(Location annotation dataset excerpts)
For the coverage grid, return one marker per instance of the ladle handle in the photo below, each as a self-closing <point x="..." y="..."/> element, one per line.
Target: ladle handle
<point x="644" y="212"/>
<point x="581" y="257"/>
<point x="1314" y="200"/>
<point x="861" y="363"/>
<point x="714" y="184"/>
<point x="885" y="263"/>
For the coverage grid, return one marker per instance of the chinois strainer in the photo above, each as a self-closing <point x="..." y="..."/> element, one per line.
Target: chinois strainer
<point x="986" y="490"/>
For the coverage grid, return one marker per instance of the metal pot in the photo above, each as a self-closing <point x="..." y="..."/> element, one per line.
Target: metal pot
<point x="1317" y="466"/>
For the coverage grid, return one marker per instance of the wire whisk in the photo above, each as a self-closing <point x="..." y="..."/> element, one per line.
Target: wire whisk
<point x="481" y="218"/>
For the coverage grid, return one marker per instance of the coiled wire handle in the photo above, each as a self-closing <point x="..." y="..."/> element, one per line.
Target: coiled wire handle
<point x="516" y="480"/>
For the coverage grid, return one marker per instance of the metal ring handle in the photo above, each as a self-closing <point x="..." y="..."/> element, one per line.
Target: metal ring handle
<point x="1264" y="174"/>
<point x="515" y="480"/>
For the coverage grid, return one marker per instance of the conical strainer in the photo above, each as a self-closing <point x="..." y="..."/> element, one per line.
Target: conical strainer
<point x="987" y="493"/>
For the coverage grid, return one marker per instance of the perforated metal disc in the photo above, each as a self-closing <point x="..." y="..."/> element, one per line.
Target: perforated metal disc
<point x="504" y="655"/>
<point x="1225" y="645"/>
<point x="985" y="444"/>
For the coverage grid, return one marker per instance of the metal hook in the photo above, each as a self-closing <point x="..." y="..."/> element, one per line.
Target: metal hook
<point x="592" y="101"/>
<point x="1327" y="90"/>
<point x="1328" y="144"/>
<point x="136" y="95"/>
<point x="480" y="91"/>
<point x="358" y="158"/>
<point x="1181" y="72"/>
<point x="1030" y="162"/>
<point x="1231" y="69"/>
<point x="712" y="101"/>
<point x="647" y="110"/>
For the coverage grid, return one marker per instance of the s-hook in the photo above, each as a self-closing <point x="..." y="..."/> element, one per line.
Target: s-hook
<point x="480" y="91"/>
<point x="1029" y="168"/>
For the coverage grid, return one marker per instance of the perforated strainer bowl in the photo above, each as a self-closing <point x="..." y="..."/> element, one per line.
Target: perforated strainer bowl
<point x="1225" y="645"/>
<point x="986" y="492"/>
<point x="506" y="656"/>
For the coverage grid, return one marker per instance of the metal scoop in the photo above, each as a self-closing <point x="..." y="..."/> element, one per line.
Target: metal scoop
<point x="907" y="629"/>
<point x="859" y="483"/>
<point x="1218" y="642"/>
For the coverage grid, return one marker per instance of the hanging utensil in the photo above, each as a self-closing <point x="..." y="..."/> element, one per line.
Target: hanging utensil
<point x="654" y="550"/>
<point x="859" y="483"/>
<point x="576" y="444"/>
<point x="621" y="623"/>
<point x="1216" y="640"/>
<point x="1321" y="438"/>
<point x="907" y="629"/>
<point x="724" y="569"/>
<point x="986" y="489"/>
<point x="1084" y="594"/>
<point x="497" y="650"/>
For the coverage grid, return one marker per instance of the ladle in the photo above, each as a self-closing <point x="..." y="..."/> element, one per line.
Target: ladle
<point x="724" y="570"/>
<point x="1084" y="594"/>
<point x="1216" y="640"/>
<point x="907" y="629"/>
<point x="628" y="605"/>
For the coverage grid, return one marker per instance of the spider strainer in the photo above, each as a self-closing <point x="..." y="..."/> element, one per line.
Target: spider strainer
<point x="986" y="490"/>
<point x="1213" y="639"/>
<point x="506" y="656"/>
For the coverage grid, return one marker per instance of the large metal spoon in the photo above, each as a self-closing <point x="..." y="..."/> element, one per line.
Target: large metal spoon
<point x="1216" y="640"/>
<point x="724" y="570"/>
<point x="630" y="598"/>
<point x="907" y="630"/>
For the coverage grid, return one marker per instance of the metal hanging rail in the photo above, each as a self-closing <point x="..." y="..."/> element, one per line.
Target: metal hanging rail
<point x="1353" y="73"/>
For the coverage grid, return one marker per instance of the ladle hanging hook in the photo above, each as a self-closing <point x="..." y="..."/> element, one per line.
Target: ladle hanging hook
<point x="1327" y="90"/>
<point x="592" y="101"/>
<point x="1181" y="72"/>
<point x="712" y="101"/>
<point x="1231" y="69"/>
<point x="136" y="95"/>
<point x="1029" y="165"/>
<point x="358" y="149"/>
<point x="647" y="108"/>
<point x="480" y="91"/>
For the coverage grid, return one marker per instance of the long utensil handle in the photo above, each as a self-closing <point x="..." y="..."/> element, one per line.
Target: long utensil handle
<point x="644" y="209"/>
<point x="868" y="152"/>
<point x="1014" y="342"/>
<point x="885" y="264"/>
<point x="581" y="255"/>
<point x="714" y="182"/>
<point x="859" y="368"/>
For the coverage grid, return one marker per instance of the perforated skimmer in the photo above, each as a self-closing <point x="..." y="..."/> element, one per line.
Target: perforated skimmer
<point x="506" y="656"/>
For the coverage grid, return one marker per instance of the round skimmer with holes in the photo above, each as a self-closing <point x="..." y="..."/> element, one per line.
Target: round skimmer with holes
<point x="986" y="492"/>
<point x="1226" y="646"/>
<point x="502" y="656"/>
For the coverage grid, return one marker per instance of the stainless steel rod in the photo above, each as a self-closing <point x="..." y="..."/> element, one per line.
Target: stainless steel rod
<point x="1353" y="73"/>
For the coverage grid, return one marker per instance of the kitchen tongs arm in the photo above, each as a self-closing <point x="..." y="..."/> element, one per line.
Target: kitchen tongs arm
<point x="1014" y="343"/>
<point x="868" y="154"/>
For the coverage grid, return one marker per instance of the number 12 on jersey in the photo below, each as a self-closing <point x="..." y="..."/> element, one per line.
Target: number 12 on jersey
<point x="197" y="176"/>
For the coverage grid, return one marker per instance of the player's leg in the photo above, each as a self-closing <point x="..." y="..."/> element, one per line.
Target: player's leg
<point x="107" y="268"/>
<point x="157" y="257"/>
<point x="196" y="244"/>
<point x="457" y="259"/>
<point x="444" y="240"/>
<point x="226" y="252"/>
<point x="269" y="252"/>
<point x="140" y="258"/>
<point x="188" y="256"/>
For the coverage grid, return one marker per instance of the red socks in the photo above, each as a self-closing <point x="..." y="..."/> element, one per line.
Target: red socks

=== GIVEN EXERCISE ===
Rewrite the part that opens with the line containing "of the player's" and runs through the end of the records, substituting "striped socks" for "red socks" and keeping everything else the same.

=== EXERCISE OUTPUT ===
For the coverage grid, return one marker per instance of the player's leg in the photo above, each as a self-closing <point x="..." y="..."/> element, one per line.
Target: player's leg
<point x="107" y="268"/>
<point x="157" y="257"/>
<point x="196" y="244"/>
<point x="457" y="259"/>
<point x="444" y="240"/>
<point x="226" y="252"/>
<point x="269" y="252"/>
<point x="140" y="258"/>
<point x="188" y="256"/>
For the coverage grid, return one marker per instance of the striped socks in the photo above, each as a self-closing <point x="..." y="..."/> element, one per line.
Target: striped socks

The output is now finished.